[INPUT RECORDS Boundary: Start]

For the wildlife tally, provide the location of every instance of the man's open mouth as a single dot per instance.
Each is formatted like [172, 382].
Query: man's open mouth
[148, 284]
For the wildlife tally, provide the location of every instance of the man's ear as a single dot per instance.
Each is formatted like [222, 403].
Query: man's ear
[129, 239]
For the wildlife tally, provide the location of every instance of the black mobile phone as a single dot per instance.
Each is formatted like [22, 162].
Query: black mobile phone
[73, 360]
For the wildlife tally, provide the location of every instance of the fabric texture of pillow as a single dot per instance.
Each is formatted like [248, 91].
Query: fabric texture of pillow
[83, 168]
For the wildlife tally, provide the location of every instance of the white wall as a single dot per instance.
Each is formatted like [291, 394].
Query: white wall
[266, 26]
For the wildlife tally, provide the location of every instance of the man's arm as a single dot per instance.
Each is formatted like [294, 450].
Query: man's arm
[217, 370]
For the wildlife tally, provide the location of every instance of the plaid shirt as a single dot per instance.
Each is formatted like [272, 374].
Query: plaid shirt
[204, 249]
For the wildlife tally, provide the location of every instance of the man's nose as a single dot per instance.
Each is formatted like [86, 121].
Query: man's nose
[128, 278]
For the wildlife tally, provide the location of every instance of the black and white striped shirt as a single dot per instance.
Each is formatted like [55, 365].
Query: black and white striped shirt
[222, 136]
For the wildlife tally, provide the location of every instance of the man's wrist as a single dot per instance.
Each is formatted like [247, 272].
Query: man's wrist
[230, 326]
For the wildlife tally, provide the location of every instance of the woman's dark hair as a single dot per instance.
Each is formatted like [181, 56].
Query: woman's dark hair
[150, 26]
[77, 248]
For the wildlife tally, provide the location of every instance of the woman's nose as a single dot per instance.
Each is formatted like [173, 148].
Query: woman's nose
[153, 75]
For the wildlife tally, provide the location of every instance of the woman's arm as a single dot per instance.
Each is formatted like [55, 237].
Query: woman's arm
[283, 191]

[INPUT RECORDS Boundary: End]

- _WORK TO COMPLETE_
Give back the whole listing, word for word.

- _SOLUTION FOR THIS EXERCISE_
For the wildlife tally, provide the location of every instance of the man's open mouth as a single dot per instance.
Each is formatted like [172, 382].
Query: man's open mouth
[148, 284]
For the wildlife tally, provide the location of every instance of the man's ear as a single dot per instance.
Each is formatted like [222, 403].
Query: man's ear
[129, 239]
For the wildlife tally, provide the location of every instance of the black mobile phone as a single dot per instance.
Each is formatted like [22, 162].
Query: black mobile phone
[73, 360]
For the wildlife tally, provide the location of every instance of the fabric texture of pillow as a single dot per instance.
Each is formatted like [248, 91].
Query: fabric texture of pillow
[83, 168]
For the wildlife tally, provide the location of every instance of the white wall as a single dot per instance.
Each is formatted like [291, 394].
Query: white wall
[266, 26]
For the wildlife tally, provide the location of every instance of the man's arm as a single dot per instance.
Each is formatted like [294, 450].
Query: man's arm
[217, 370]
For the wildlife tally, provide the location of every instance of the plaid shirt as a single dot per instance.
Each is formatted like [272, 374].
Query: plaid shirt
[204, 249]
For the wildlife tally, provide the location of every instance of the man's nose as a single dot per instance.
Each is formatted like [86, 121].
Query: man's nose
[128, 278]
For the wildlife tally, provide the location of every instance of the black and white striped shirt as a single dot per instance.
Each is formatted like [55, 365].
Query: black and white striped shirt
[222, 136]
For the wildlife tally, provide the location of every instance of the man's wrist as a single dot per instance.
Each is formatted like [247, 272].
Query: man's wrist
[230, 326]
For the wildlife tally, provide the location of every instance of the woman's dark hair as a single dot per instance.
Each is formatted like [181, 56].
Query: woman's dark hair
[150, 26]
[77, 248]
For the wildlife tally, provide the location of every instance of the woman's nose as a single dot per instance.
Each is formatted like [173, 148].
Query: woman's nose
[153, 75]
For the wildlife tally, provide the location of every instance of the woman's arm as a single dot per instance.
Each is formatted like [55, 237].
Query: woman's arm
[283, 191]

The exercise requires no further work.